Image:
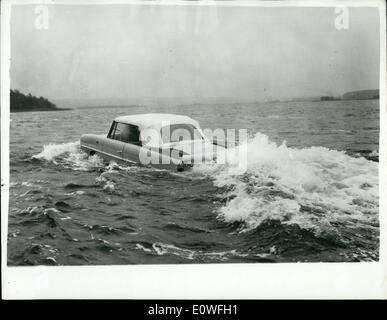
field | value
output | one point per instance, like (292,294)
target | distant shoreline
(39,109)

● ● ● ● ●

**WORK REQUIRED**
Reproduce every line of the rows above, requests included, with each point coordinate in the answers multiplied by 2.3 and rounded to a whole number, halves rounding up. Leave the sample coordinates in the requests unchanged, and omit the pictures.

**RESULT OF THIS TASK**
Image:
field | value
output | one point per instance, like (292,294)
target | distant shoreline
(90,251)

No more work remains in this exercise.